## GIVEN TASK
Reproduce the items from the line with "Your task is to examine this image and locate bucket." up to and including the line with "[0,567,540,889]", keeping the requests unchanged. Multiply every bounding box coordinate in the answers by 0.45 and round to whole numbers, with halves rounded up.

## Start EXERCISE MATERIALS

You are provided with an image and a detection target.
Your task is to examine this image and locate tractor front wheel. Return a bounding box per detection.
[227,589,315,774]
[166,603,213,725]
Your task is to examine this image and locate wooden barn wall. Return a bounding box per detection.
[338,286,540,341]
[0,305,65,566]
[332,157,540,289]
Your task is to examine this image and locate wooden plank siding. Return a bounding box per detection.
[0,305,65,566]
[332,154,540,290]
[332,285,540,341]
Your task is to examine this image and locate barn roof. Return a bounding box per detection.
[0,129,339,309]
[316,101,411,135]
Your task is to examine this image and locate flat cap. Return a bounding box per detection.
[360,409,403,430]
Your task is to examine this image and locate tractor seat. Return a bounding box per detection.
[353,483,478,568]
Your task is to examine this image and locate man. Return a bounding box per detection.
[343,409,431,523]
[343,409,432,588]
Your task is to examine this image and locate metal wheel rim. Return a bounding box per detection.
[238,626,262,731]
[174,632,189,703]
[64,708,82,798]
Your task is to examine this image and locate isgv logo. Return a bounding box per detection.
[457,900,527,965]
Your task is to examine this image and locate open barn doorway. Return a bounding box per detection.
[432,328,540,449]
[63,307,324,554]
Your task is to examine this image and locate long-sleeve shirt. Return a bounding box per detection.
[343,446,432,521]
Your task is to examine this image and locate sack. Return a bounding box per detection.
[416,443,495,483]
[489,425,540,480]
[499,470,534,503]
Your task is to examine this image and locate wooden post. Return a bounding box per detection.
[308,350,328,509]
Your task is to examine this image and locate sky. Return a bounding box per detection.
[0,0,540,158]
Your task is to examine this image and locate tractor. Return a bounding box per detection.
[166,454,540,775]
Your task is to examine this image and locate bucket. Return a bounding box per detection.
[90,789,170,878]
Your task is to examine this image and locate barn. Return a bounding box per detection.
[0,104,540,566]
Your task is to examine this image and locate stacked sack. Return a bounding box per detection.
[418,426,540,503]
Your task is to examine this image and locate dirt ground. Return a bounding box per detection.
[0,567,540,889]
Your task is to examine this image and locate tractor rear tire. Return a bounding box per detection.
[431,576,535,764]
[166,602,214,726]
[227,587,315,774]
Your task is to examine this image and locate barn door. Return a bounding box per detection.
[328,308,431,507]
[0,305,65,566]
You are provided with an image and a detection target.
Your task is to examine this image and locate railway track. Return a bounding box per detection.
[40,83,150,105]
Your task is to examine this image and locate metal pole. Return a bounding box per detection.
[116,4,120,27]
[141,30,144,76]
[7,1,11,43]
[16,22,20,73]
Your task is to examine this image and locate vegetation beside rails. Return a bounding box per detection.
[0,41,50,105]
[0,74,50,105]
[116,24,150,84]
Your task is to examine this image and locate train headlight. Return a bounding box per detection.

## End EXERCISE MATERIALS

## ANSWER TO THIS EXERCISE
Your task is to examine this image and locate bucket. Return a bounding box per detection.
[41,355,77,395]
Your task is to examine this image and locate barn. Return a bounding box per detection.
[0,47,243,255]
Your task is to examine this image and locate stacked sack. Return a bounding box per detection.
[188,192,243,226]
Your task is to examine this image and locate dirt ground. Return a bounding box per detection.
[0,255,243,400]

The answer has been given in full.